=== UIT TE VOEREN OPDRACHT ===
Schrijf de tekst over gendergelijkheid en het herstel na de coronapandemie verder, te beginnen na de laatste zin.

:: AANGELEVERD FRAGMENT ::

Volgens een recent VN-rapport waren de militaire uitgaven in 2020 nog steeds hoger dan de uitgaven voor gezondheid wereldwijd, zelfs in een jaar dat werd gedomineerd door de coronapandemie. Om een duurzaam herstel van de COVID-19-pandemie tot stand te brengen, moeten we onze inspanningen voor gendergelijkheid verdubbelen.
We moeten nú meer doen
Deze uitdaging vereist nú een mondiale respons, nu we bouwen aan een postpandemische toekomst waarin we onze kinderen en kleinkinderen willen zien opgroeien, met meer gelijkheid en diversiteit en échte gelijke kansen. We moeten de onderliggende oorzaken van genderongelijkheid en discriminatie aanpakken om duurzame verandering tot stand te brengen.
De Europese Unie en haar lidstaten, en ook de Europese financiële instellingen, staan sinds de start van de pandemie aan de zijde van alle vrouwen en meisjes. Als Team Europe hebben we al 46 miljard euro vrijgemaakt ter ondersteuning van meer dan 130 partnerlanden, met bijzondere aandacht voor vrouwen en jongeren.
Dit kan aan de hand van drie voorbeelden worden geïllustreerd: in Nepal hebben we ervoor gezorgd dat één miljoen meisjes en jongens verder onderwijs kunnen krijgen dankzij een op radio’s gebaseerd systeem. In Togo hebben we een universele inkomensregeling op de rails helpen zetten en steun verleend voor de benoeming van vrouwen aan het hoofd van nieuwe gemeenten. Wereldwijd heeft het Spotlight-initiatief van de EU en de VN 650 000 vrouwen en meisjes geholpen geweld tegen hen te voorkomen of aan te pakken, en 880 000 mannen en jongens bewust gemaakt over positieve mannelijkheid, geweldloze conflictoplossing en ouderschap.
Om de groeiende uitdagingen het hoofd te bieden, moeten we echter meer doen. Dat is de doelstelling van het genderactieplan III. Het bevordert leiderschap en zinvolle participatie van vrouwen, meisjes en jongeren in het politieke, economische, sociale en culturele leven en in alle aangelegenheden die verband houden met vrede en veiligheid.

:::
:: FRAGMENT UIT GEGEVENSSET ::

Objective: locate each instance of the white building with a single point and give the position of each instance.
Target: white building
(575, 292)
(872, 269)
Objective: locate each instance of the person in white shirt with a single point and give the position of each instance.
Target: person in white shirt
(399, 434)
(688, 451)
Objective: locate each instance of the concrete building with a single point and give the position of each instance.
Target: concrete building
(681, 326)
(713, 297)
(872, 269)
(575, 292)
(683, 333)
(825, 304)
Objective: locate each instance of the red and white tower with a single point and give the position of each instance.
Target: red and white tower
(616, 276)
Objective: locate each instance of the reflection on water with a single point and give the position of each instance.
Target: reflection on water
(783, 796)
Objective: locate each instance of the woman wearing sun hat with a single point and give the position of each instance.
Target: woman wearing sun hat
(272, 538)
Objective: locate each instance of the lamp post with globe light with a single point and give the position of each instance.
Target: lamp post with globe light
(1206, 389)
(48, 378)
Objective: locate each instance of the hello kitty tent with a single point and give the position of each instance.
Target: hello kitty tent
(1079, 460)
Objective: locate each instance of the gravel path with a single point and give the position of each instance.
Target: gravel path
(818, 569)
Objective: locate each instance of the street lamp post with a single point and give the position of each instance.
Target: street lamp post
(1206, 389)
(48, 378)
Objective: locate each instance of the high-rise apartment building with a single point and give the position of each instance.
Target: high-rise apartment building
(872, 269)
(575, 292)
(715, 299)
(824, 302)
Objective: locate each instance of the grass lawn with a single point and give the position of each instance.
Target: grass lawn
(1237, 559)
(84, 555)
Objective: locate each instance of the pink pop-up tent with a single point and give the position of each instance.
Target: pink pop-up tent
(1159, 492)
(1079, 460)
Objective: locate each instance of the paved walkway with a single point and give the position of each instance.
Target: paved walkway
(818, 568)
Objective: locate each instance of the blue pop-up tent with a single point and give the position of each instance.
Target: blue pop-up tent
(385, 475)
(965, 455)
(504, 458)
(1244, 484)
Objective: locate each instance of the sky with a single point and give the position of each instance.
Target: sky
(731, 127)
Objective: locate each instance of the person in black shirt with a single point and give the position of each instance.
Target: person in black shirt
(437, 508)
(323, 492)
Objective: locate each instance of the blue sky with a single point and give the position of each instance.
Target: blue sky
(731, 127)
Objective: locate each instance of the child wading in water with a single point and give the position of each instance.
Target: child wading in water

:::

=== UITWERKING OPDRACHT ===
We zetten ons in om de menselijke ontwikkeling weer op de rails te krijgen
Met de 79,5 miljard euro uit het nieuwe NDICI-instrument — Europa in de wereld, dat het externe optreden van de EU in de komende zeven jaar zal ondersteunen, willen we dit plan nu in de praktijk brengen.
Steun voor onderwijs en met name onderwijs voor meisjes zal daarbij centraal staan. Net zoals we in noodsituaties steun verlenen aan onderwijs, heeft de EU zich samen met partnerlanden tijdens de pandemie ingespannen om de gevolgen ervan voor kinderen zoveel mogelijk te beperken en om een veilige terugkeer naar school te vergemakkelijken.
Wij verstrekken als Team Europe al meer dan de helft van alle hulp aan onderwijs wereldwijd. We gaan onze financiële steun nog verder verhogen, om gendergelijkheid via kwaliteitsonderwijs op alle niveaus te bevorderen. Onze gezamenlijke toezegging van 1,7 miljard euro aan het wereldwijde partnerschap voor onderwijs in juli - om het onderwijs voor meisjes en jongens in wel 90 landen en gebieden te transformeren - maakt deel uit van deze nieuwe start.
We schroeven onze inspanningen op; van het ondersteunen van onderwijs en economische kansen voor vrouwen en meisjes tot het verbeteren van hun toegang tot diensten op het gebied van seksuele en reproductieve gezondheid. In 2025 zal 85 % van alle nieuwe acties in het externe optreden van de EU bijdragen aan gendergelijkheid en de empowerment van vrouwen.
Dit proces wordt nu afgerond met onze partnerlanden op basis van nauw overleg met maatschappelijke organisaties, vrouwenrechtenactivisten en jongeren.
We moeten de menselijke ontwikkeling weer op de rails krijgen en de doelen voor duurzame ontwikkeling uiterlijk in 2030 realiseren, waarbij niemand aan zijn lot mag worden overgelaten.
Het is van cruciaal belang dat we dit goed doen.